SHORT TASK:
Update the items below by replacing each instance of "shelf audit" with "store inventory" and leaving all other text unchanged.

::::

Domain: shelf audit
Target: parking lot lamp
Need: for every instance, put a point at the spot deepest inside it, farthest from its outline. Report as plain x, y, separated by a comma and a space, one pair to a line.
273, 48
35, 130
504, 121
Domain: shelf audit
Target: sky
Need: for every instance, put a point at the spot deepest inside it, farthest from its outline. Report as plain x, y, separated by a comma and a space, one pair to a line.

::::

EXPECTED ANSWER:
Domain: store inventory
Target: parking lot lamp
Need: for every instance, put a point at the spot deepest inside it, farthest from its outline. Report as plain x, y, separated by a comma and a space, one pair to a line.
273, 48
35, 130
504, 121
Domain: store inventory
Target: sky
Need: for every instance, put a point at the spot deepest inside it, farthest from its outline. Report as plain x, y, separated by a comma and a space, one pair to a line.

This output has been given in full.